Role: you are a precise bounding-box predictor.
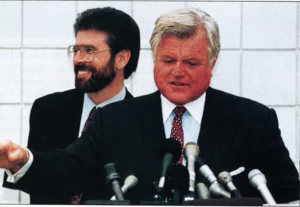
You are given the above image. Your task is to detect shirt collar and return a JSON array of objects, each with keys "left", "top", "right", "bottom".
[
  {"left": 161, "top": 92, "right": 206, "bottom": 124},
  {"left": 84, "top": 86, "right": 126, "bottom": 110}
]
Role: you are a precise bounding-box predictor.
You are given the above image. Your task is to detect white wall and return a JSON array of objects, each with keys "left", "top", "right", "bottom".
[{"left": 0, "top": 1, "right": 300, "bottom": 204}]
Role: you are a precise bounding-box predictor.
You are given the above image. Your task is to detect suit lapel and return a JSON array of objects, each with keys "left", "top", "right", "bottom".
[
  {"left": 198, "top": 88, "right": 229, "bottom": 173},
  {"left": 64, "top": 91, "right": 84, "bottom": 141},
  {"left": 140, "top": 91, "right": 166, "bottom": 148}
]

# # #

Which lines of the data above contain the string "detect"? Extract each of them in full, counting uppercase and lowercase as different.

You are given the above image. Your task is to detect shirt collar and return a JSON array of objects, each with keys "left", "top", "right", "bottom".
You are given the above image. Your task is to detect white wall and return a JSON array of objects, each with keys "left", "top", "right", "bottom".
You are given the above image. Your task is to detect suit lapel and return a JSON array of objects, each with keys "left", "top", "right", "bottom".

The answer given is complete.